# LIST OF TASKS
1: Using the passage on the radius of trust, answer each question:
(a) Which societies does it list as low-trust?
(b) What does it say causes the radius to contract?
(c) What did the family firm represent in Fukuyama's original taxonomy?
2: Reproduce the passage on the radius of trust between "The developer in" and "Orange Pill documents.", inclusive.

The radius of trust describes how far an individual or community extends the expectation of cooperative behavior beyond the immediate family. High-trust societies — Germany, Japan, the Scandinavian nations, the United States at its institutional peak — extend the radius to include strangers, professional associates, civic institutions, and abstract entities like the state. Low-trust societies — southern Italy, much of Latin America, significant portions of China — constrain the radius close to kinship. The width is not a cultural verdict but an institutional diagnosis: it depends on whether professional associations, civic organizations, and educational systems exist to socialize members into norms of cooperation beyond the family. The AI transition systematically redraws the radius across all societies, and the direction, Fukuyama's framework predicts, is contractionary.
The mechanism of contraction is structural rather than intentional. The radius of trust has historically been expanded through the need for cooperation. People extended trust to non-family members because they needed non-family members to accomplish what kinship networks could not. Reciprocated extension generated social capital; accumulated social capital sustained the wider radius. AI disrupts this by reducing the need for cooperation. When the machine performs functions that previously required collaborative partners, the incentive to find, recruit, and trust collaborators diminishes. The radius contracts not because individuals consciously decide to trust fewer people but because the conditions that incentivized trust extension no longer obtain.
The developer in Lagos, the solo builder, and the one-person AI-augmented startup are the organizational endpoints of this dynamic. The family firm in Fukuyama's original taxonomy represented the low-trust limit — the structure that emerged when cooperation could not extend beyond kinship. The AI-augmented individual represents a further contraction: from family to self. The organizational form that emerges is not a firm at all but a person working with a tool that substitutes for every function previously requiring others. This is the economic logic behind the solo builder phenomenon The Orange Pill documents.

# MATERIAL SUPPLIED
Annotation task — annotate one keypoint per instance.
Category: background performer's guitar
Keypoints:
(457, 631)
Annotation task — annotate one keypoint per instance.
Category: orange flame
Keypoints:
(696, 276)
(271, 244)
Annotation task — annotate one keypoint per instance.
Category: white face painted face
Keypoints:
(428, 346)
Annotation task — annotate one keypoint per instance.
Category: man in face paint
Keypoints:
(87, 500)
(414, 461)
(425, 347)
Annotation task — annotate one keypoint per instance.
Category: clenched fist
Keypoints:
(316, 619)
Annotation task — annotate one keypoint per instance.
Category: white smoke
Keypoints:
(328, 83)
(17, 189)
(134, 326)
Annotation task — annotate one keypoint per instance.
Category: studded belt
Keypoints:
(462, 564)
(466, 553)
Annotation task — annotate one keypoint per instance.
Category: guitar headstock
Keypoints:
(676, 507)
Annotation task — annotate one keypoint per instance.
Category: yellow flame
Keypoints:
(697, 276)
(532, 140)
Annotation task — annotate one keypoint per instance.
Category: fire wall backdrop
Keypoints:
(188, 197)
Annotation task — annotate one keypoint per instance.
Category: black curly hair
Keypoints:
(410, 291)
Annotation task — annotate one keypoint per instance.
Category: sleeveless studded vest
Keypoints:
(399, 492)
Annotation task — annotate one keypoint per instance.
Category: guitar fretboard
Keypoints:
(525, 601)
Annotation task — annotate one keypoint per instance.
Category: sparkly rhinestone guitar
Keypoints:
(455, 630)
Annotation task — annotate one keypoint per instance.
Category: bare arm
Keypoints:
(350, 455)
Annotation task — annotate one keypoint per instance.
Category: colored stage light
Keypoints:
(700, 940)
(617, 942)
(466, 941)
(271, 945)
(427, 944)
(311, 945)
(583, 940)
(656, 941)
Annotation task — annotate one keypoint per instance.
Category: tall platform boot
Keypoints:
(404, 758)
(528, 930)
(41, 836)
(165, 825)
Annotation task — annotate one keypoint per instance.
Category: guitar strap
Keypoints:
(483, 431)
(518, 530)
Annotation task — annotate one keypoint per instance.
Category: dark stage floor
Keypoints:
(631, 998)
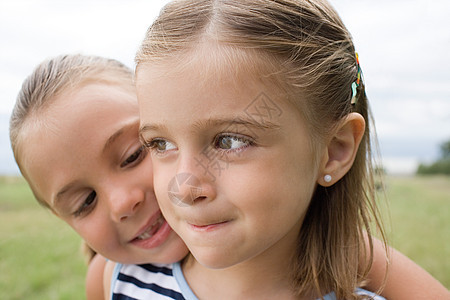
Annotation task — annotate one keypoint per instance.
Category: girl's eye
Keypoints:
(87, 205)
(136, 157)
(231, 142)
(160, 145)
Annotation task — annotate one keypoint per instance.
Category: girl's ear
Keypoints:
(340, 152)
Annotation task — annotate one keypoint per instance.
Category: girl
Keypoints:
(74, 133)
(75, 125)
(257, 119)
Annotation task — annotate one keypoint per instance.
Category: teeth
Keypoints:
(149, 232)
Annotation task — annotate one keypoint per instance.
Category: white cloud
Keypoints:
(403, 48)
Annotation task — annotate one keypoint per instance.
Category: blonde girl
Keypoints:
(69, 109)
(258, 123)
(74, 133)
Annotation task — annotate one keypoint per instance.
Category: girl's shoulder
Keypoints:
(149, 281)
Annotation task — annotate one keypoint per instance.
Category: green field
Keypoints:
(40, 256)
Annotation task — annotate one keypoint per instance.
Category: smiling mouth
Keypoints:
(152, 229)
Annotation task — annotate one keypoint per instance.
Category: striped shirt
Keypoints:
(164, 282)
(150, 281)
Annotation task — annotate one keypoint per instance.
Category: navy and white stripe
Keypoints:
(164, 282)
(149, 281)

# ANSWERS PER TASK
1:
(a) Southern Italy, much of Latin America, and significant portions of China.
(b) The conditions that incentivized trust extension no longer obtain, not a conscious decision by individuals to trust fewer people.
(c) The low-trust limit: the structure that emerged when cooperation could not extend beyond kinship.

2:
The developer in Lagos, the solo builder, and the one-person AI-augmented startup are the organizational endpoints of this dynamic. The family firm in Fukuyama's original taxonomy represented the low-trust limit — the structure that emerged when cooperation could not extend beyond kinship. The AI-augmented individual represents a further contraction: from family to self. The organizational form that emerges is not a firm at all but a person working with a tool that substitutes for every function previously requiring others. This is the economic logic behind the solo builder phenomenon The Orange Pill documents.